PROMPT:
Reproduce all of the material below word for word, but leave out the pictures.

SUPPLIED DATA:
● ● ● ● ●

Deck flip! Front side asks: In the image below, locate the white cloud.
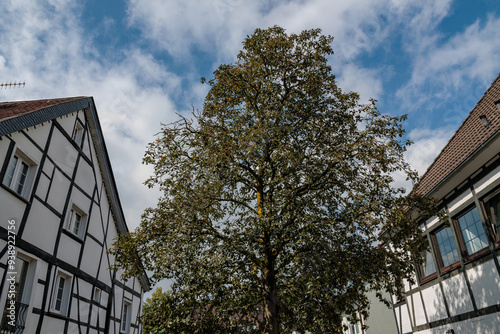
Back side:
[405,128,455,176]
[397,16,500,116]
[0,0,180,229]
[337,64,382,103]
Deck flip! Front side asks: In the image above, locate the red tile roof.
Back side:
[418,74,500,195]
[0,97,87,122]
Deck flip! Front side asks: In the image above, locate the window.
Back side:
[120,301,132,333]
[4,150,36,198]
[432,226,459,269]
[94,288,101,303]
[67,205,87,238]
[419,241,436,281]
[71,121,83,147]
[0,253,34,333]
[483,189,500,242]
[456,207,488,256]
[52,272,71,315]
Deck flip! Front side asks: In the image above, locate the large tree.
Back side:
[112,27,431,333]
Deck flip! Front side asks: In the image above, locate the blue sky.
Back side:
[0,0,500,237]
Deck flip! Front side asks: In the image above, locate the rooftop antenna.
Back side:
[0,81,26,89]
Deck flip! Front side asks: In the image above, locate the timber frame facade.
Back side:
[0,97,150,334]
[393,75,500,334]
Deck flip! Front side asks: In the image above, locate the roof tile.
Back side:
[0,97,87,122]
[418,74,500,195]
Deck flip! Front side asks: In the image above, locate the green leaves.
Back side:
[112,27,433,333]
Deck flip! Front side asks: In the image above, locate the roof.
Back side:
[418,74,500,195]
[0,97,83,121]
[0,96,150,291]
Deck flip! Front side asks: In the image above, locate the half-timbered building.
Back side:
[0,97,149,334]
[394,76,500,334]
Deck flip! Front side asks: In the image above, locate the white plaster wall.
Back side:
[56,112,77,137]
[422,284,448,322]
[66,322,80,334]
[0,187,26,223]
[80,238,102,277]
[87,211,104,242]
[70,187,92,215]
[398,304,412,333]
[36,174,50,200]
[75,159,95,196]
[0,137,10,161]
[467,260,500,309]
[48,128,78,177]
[422,216,439,232]
[24,123,51,149]
[78,279,94,300]
[406,295,415,326]
[474,166,500,195]
[442,273,474,317]
[412,292,427,326]
[448,190,473,214]
[424,313,500,334]
[39,317,64,334]
[9,130,42,165]
[97,252,112,286]
[56,233,81,267]
[24,314,40,333]
[42,159,54,177]
[23,200,60,254]
[47,169,70,214]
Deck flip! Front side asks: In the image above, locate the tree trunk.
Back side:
[263,266,280,334]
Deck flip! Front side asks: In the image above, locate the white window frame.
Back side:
[71,119,85,147]
[3,148,37,199]
[120,299,132,334]
[66,203,87,239]
[93,287,102,303]
[51,270,72,316]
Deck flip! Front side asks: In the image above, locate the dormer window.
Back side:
[479,115,491,129]
[66,205,87,239]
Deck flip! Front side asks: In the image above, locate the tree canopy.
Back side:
[112,26,433,333]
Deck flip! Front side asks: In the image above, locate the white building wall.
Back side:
[0,103,146,333]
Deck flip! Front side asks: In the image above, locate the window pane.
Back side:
[485,192,500,238]
[5,156,18,187]
[458,208,488,255]
[54,277,66,311]
[435,227,459,267]
[15,161,29,195]
[73,212,82,235]
[122,304,128,331]
[422,249,436,277]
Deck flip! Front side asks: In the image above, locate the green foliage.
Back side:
[112,27,434,333]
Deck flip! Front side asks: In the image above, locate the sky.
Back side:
[0,0,500,253]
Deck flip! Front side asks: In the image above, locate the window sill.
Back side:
[63,229,84,244]
[2,183,29,204]
[440,261,461,274]
[420,273,437,284]
[465,247,490,263]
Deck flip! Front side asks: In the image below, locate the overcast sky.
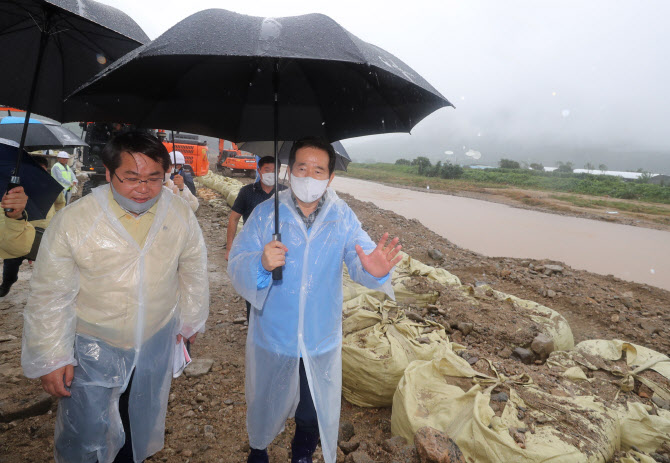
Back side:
[97,0,670,170]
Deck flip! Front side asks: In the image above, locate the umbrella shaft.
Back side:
[14,25,49,177]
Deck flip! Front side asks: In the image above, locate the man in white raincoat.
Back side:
[21,132,209,463]
[228,138,400,463]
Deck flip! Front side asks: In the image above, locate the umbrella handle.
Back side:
[272,233,283,281]
[3,177,21,212]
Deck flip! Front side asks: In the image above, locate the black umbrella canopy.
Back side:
[0,140,63,220]
[70,9,451,141]
[0,0,149,122]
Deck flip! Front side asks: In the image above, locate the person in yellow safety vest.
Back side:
[0,186,35,259]
[51,151,77,204]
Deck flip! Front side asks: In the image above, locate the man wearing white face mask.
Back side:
[228,138,401,463]
[226,156,286,320]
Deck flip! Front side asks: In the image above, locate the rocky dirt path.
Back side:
[0,183,670,463]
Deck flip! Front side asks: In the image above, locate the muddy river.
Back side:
[332,177,670,290]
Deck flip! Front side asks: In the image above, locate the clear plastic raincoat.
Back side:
[228,189,393,463]
[21,185,209,463]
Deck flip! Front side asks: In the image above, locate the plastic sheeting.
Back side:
[391,354,619,463]
[342,294,451,407]
[21,185,209,463]
[228,189,393,463]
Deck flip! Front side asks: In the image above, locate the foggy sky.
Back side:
[96,0,670,172]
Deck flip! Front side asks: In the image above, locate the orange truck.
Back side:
[216,139,256,177]
[159,131,209,177]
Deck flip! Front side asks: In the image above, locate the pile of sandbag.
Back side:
[342,253,574,407]
[196,170,244,207]
[391,355,620,463]
[342,294,460,407]
[342,252,461,307]
[391,340,670,463]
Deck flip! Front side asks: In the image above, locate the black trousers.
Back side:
[96,371,135,463]
[295,359,319,434]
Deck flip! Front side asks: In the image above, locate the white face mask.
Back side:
[291,174,330,203]
[261,172,275,186]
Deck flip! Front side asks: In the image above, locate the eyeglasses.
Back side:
[114,172,165,188]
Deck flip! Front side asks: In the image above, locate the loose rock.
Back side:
[414,426,465,463]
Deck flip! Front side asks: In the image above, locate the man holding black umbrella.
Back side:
[0,187,35,262]
[228,138,401,463]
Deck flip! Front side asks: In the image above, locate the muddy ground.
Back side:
[0,179,670,463]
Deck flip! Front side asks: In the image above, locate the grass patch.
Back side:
[343,163,670,206]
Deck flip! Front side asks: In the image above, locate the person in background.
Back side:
[51,151,77,204]
[226,156,286,321]
[170,151,196,196]
[0,156,65,297]
[0,186,35,264]
[163,156,200,212]
[228,138,401,463]
[21,131,209,463]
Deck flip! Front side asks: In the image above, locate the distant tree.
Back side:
[412,156,431,175]
[440,161,463,178]
[556,161,575,173]
[637,172,651,183]
[498,159,521,169]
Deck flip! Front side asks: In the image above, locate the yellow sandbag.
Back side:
[342,295,454,407]
[391,355,619,463]
[463,285,575,350]
[618,402,670,453]
[547,339,670,400]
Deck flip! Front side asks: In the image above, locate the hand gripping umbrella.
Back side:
[0,0,149,213]
[70,9,451,278]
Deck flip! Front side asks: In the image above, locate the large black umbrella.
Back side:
[238,141,351,172]
[72,9,451,280]
[0,140,63,220]
[0,0,149,210]
[0,117,88,151]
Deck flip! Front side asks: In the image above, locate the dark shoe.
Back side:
[291,427,319,463]
[0,283,14,297]
[247,449,270,463]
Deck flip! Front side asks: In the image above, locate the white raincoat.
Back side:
[21,185,209,463]
[228,189,393,463]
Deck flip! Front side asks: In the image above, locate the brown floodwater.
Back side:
[332,176,670,290]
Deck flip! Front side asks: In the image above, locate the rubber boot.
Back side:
[247,449,270,463]
[0,281,14,297]
[291,426,319,463]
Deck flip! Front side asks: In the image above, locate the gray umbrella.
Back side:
[0,0,149,210]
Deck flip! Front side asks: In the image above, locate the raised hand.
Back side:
[356,233,402,278]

● ● ● ● ●

SOLUTION FOR THIS PROBLEM:
Deck flip! Front side asks: In the image below, locate the white cloud.
Back side:
[405,128,455,176]
[397,16,500,116]
[0,0,180,229]
[337,64,382,103]
Deck flip! Front side asks: In the image above, locate the red tile roof.
Back side:
[418,74,500,195]
[0,97,87,122]
Deck flip! Front side asks: In the image above, locate the window.
Back side:
[120,301,132,333]
[4,150,36,198]
[432,226,459,269]
[94,288,101,303]
[67,205,87,238]
[419,241,436,281]
[71,121,83,147]
[0,253,34,333]
[483,189,500,242]
[456,207,488,256]
[52,272,71,315]
Deck flip! Front side asks: In the image above, locate the large tree.
Back side:
[112,27,431,333]
Deck flip! Front side asks: In the image above, locate the blue sky.
Back side:
[0,0,500,237]
Deck flip! Front side asks: In the image above, locate the rooftop antenna.
Back side:
[0,81,26,89]
Deck flip! Front side asks: In the image above, locate the timber frame facade.
Back side:
[0,97,150,334]
[393,75,500,334]
Deck flip! Front side asks: In the image above, locate the roof tile.
Back side:
[0,97,87,122]
[418,74,500,195]
Deck flip! Front side asks: In the image above, locate the green leaves.
Back side:
[112,27,433,333]
Deck flip! Front side asks: In the image above, locate the roof.
Back side:
[418,74,500,195]
[0,97,83,121]
[0,96,150,291]
Deck flip! Front side asks: In the image above, locate the half-timbered building.
Back side:
[0,97,149,334]
[394,76,500,334]
Deck flip! Front side asks: In the image above, locate the white plaster wall.
Back side:
[56,112,77,137]
[422,284,448,322]
[66,322,80,334]
[0,187,26,223]
[80,238,102,277]
[87,211,104,242]
[70,187,92,215]
[398,304,412,333]
[36,174,50,200]
[75,159,95,196]
[0,137,10,161]
[467,260,500,309]
[48,128,78,177]
[422,216,439,232]
[24,123,51,149]
[78,279,94,300]
[406,295,415,326]
[474,166,500,195]
[442,273,474,317]
[412,292,427,326]
[448,190,473,214]
[424,313,500,334]
[39,317,64,334]
[9,130,42,165]
[97,252,112,286]
[56,233,81,267]
[24,314,40,333]
[42,159,54,177]
[23,200,60,254]
[47,169,70,214]
Deck flip! Front side asks: In the image above, locate the tree trunk.
Back side:
[263,266,280,334]
Deck flip! Front side asks: In the image above, locate the white window frame.
Back side:
[71,119,85,147]
[3,148,37,199]
[120,299,132,334]
[66,203,87,239]
[93,287,102,303]
[51,270,72,316]
Deck flip! Front side asks: In the image above, locate the dormer window.
Back side:
[479,115,491,129]
[66,205,87,239]
Deck flip! Front side asks: In the image above, locate the tree canopy.
Back side:
[112,26,433,333]
Deck flip! Front side asks: In the image above, locate the white building wall.
Back side:
[0,103,146,333]
Deck flip! Front side asks: In the image above, locate the window pane.
Back side:
[485,192,500,238]
[5,156,18,187]
[458,208,488,255]
[54,277,66,311]
[435,227,459,267]
[15,161,29,195]
[73,212,82,235]
[122,304,128,331]
[422,249,436,277]
Deck flip! Front side asks: In the image above, locate the green foliage.
Back side:
[112,27,434,333]
Deck flip! Front side asks: In the image above, locate the sky.
Back side:
[0,0,500,253]
Deck flip! Front side asks: In the image above, locate the window sill.
Back side:
[63,229,84,244]
[2,183,29,204]
[440,261,461,274]
[420,273,437,284]
[465,247,490,263]
Deck flip! Front side asks: In the image below, locate the overcast sky.
Back side:
[97,0,670,170]
Deck flip! Front side asks: In the image above, locate the umbrella shaft.
Back side:
[14,25,49,177]
Deck flip! Front side asks: In the image above, locate the man in white raincoat.
Back side:
[21,132,209,463]
[228,138,400,463]
Deck flip! Front side asks: In the image above, locate the umbrella handle.
Back side:
[272,233,283,281]
[3,177,21,212]
Deck flip! Front side asks: In the image above, locate the black umbrella canopy.
Back side:
[0,140,63,220]
[70,9,451,141]
[0,0,149,122]
Deck flip! Front side asks: In the image above, locate the person in yellow safety vest.
Back side:
[0,186,35,259]
[51,151,77,204]
Deck flip! Front side asks: In the image above, locate the man wearing white face mask.
Back side:
[228,138,401,463]
[226,156,286,320]
Deck flip! Front side asks: In the image above, locate the rocky dirt path.
Back side:
[0,183,670,463]
Deck flip! Front side asks: In the image above, locate the muddy river.
Back side:
[332,177,670,290]
Deck flip! Front side asks: In the image above, locate the clear plastic raincoat.
Back side:
[228,189,393,463]
[21,185,209,463]
Deck flip! Front side asks: In the image above, locate the plastic sheeting.
Back side:
[391,354,619,463]
[342,294,451,407]
[21,185,209,463]
[228,189,393,463]
Deck flip! Front side asks: In the image above, locate the foggy sky.
Back side:
[96,0,670,172]
Deck flip! Front side asks: In the image above, locate the orange truck.
Back side:
[216,139,256,177]
[159,131,209,177]
Deck flip! Front side asks: In the image above, locate the pile of sandbag.
Back side:
[342,253,574,407]
[196,170,244,207]
[391,355,620,463]
[342,294,460,407]
[342,252,461,307]
[391,340,670,463]
Deck flip! Front side asks: In the image above, locate the black trousers.
Back side:
[96,371,135,463]
[295,359,319,434]
Deck flip! Front side asks: In the image above, locate the white face mask.
Back side:
[291,174,330,203]
[261,172,275,186]
Deck flip! Front side asks: In the image above, locate the eyeglasses.
Back side:
[114,172,165,188]
Deck flip! Front side asks: In the image above, locate the loose rock.
Back side:
[414,426,465,463]
Deck flip! Front side asks: In the image above, locate the man holding black umbrella.
Back side:
[0,187,35,262]
[228,138,401,463]
Deck flip! Front side asks: In the image above, locate the muddy ground.
Back side:
[0,179,670,463]
Deck flip! Front side asks: In the image above, locate the grass patch.
Back side:
[343,163,670,206]
Deck flip! Front side asks: In the image above, locate the person in background.
Back side:
[51,151,77,204]
[226,156,286,321]
[170,151,196,196]
[0,156,65,297]
[0,186,35,264]
[163,156,200,212]
[228,138,401,463]
[21,131,209,463]
Deck flip! Front side asks: In the image above, locate the distant tree.
Back side:
[412,156,431,175]
[440,161,463,178]
[556,161,575,173]
[637,172,651,183]
[498,159,521,169]
Deck flip! Front side asks: In the image above, locate the yellow sandbag.
Back side:
[342,295,454,407]
[391,355,619,463]
[463,285,575,350]
[618,402,670,453]
[547,339,670,400]
Deck flip! Front side asks: In the image above, locate the hand gripping umbrella.
Back side:
[0,0,149,213]
[70,9,451,278]
Deck flip! Front side asks: In the image above, locate the large black umbrella.
Back side:
[238,141,351,172]
[72,9,451,280]
[0,140,63,220]
[0,0,149,210]
[0,117,88,151]
Deck flip! Front side asks: In the image above, locate the dark shoe.
Back side:
[291,427,319,463]
[0,283,14,297]
[247,449,270,463]
Deck flip! Front side asks: In the image above, locate the white raincoat.
Back side:
[21,185,209,463]
[228,189,393,463]
Deck flip! Front side asks: In the image above, locate the brown floodwater.
Back side:
[332,176,670,290]
Deck flip! Front side asks: In the image above, locate the rubber boot.
Back side:
[247,449,270,463]
[0,281,14,297]
[291,426,319,463]
Deck flip! Front side asks: In the image above, locate the gray umbrella.
Back side:
[0,0,149,210]
Deck flip! Front side asks: In the image above, locate the raised hand.
Back side:
[356,233,402,278]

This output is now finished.